+++ Recorded information +++

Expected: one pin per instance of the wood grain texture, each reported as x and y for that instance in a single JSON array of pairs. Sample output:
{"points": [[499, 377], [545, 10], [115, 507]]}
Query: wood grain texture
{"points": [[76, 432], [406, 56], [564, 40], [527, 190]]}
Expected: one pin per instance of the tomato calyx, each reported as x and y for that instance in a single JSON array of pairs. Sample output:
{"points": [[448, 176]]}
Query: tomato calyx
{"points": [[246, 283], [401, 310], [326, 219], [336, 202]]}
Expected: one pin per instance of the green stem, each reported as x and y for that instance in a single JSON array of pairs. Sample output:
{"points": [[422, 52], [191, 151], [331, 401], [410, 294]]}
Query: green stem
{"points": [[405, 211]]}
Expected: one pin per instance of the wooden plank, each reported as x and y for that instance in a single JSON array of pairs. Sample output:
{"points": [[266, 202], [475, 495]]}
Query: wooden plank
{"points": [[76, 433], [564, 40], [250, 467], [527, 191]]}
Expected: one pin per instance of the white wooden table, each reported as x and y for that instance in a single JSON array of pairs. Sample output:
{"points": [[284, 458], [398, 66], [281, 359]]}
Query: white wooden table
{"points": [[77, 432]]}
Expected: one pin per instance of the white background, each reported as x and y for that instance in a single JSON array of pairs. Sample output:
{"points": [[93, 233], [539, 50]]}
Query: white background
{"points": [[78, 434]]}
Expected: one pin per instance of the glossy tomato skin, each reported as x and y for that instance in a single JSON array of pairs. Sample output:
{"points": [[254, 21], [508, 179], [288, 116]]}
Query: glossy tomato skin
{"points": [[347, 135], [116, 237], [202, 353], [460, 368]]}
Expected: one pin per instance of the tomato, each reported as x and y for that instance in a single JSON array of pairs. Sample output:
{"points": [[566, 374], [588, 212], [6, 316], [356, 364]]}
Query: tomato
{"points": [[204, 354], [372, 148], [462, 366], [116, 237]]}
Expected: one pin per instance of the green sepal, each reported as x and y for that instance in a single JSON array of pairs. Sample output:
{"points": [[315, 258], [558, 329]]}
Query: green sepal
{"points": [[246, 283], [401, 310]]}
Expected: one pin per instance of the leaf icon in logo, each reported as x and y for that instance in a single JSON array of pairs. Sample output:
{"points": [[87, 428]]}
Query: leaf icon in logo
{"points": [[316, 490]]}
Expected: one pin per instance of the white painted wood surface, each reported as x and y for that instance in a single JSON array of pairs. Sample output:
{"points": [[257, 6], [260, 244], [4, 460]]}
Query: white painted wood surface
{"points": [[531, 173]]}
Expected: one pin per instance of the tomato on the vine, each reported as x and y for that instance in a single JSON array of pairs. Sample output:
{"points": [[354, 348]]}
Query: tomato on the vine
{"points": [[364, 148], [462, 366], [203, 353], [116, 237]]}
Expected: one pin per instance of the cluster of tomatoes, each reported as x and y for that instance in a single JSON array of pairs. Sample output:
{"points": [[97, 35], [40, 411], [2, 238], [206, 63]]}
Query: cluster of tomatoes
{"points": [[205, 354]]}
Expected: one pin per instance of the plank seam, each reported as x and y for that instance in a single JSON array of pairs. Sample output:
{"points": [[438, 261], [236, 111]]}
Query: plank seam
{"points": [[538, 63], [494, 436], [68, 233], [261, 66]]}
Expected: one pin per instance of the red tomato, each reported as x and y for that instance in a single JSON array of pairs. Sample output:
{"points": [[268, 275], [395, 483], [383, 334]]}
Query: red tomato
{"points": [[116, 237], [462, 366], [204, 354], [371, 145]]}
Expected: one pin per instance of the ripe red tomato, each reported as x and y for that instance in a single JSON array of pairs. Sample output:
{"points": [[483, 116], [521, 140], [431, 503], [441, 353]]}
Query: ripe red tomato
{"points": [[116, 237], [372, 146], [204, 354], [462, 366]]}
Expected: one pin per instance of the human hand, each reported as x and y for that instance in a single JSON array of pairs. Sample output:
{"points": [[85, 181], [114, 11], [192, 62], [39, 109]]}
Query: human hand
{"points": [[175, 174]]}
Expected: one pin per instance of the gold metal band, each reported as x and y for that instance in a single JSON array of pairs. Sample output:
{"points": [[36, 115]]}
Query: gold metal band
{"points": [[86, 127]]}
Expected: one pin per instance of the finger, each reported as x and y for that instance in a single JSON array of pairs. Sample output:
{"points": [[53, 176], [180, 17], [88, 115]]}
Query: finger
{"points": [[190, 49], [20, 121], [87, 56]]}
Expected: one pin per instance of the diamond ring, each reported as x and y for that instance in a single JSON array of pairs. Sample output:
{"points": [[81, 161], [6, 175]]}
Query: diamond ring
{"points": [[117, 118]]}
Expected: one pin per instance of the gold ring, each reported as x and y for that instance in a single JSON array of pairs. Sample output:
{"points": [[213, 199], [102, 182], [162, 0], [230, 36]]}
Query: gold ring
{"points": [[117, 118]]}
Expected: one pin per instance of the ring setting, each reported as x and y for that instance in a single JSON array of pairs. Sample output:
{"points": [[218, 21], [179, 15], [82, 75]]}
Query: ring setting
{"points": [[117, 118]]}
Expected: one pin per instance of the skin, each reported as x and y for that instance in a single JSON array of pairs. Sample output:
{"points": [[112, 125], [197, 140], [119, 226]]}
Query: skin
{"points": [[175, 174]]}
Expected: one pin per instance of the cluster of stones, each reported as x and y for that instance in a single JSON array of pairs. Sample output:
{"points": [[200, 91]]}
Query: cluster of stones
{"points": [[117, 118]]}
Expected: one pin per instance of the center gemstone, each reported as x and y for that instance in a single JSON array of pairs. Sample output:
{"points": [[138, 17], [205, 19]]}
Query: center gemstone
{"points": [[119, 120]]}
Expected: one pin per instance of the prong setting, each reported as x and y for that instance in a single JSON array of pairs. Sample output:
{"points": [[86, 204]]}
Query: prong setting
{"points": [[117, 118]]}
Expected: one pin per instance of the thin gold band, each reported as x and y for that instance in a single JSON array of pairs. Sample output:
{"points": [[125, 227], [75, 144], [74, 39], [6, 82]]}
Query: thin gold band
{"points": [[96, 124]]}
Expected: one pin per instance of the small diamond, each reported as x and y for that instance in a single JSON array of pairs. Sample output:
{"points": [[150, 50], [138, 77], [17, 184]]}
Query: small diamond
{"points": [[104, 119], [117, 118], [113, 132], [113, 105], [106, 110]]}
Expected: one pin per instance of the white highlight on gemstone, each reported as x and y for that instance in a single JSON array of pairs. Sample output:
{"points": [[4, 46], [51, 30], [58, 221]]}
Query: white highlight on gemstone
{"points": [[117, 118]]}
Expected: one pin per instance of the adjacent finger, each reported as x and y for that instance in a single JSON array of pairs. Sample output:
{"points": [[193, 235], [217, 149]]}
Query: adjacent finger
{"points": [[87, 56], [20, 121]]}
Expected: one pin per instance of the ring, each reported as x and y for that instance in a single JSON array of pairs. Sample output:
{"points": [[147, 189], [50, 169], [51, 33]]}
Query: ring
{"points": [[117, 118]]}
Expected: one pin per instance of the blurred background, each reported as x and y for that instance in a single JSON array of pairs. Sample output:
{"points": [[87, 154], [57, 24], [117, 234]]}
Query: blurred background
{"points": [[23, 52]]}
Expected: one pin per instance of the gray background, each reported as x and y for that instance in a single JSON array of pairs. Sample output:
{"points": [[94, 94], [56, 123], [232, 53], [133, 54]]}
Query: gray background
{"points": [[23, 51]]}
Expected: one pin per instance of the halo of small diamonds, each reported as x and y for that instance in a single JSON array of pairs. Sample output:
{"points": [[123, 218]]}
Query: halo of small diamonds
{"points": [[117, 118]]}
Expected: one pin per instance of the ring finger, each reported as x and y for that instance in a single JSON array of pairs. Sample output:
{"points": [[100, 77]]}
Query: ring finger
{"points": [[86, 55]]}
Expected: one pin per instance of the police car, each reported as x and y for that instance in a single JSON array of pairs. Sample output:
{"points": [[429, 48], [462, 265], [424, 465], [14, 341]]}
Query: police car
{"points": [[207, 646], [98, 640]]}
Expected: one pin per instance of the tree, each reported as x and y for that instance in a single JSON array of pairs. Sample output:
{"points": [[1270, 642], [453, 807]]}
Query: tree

+++

__Task statement__.
State how many lines in the records contain the string "tree". Give the number with no words around it.

__Answer to this exercise__.
2